TEXT EXCERPT |
---*---
Thanks for your message, very useful.

  1. Basically, I want to move my documents from the suspect computer to the new one, but I want to be 100% I’m not transferring the virus/malware with them. I don’t have to simply read them, I still need to work on them.

So, as you suggest, this is a good idea, uploading them to Google Drive, converting them and then download them into new computer as PDF or .docx, or work directly on GDrive.

  1. There was a sort of gray shade on the bottom half of the folder icons. First only one folder, then, after a few minutes, all the others looked the same. After the cleaning, a couple of folders had a black background.

Yes, I have Microsoft cloud, OneDrive, installed.

  1. Yes, they said virus, because when I said that, once home, I was going to install Malwarebytes they said they were all viruses, not other stuff.

It could be painful, but you could scan and copy a word file (or part of it) to the clipboard and then put it into a new word file. Or even email it to yourself and do it on the new computer. Of course, you would lose the formatting.
---*---
[Stored data entries]
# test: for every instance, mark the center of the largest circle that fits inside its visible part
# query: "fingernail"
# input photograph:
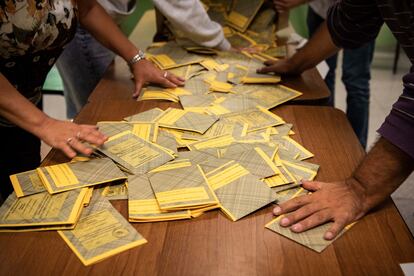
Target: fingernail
(277, 210)
(297, 227)
(328, 236)
(284, 222)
---*---
EXERCISE BRIEF |
Reproduce word for word the part of the message about moving documents off the suspect computer, starting with "Thanks for your" and going on through "directly on GDrive.".

SOLVED PROBLEM |
Thanks for your message, very useful.

  1. Basically, I want to move my documents from the suspect computer to the new one, but I want to be 100% I’m not transferring the virus/malware with them. I don’t have to simply read them, I still need to work on them.

So, as you suggest, this is a good idea, uploading them to Google Drive, converting them and then download them into new computer as PDF or .docx, or work directly on GDrive.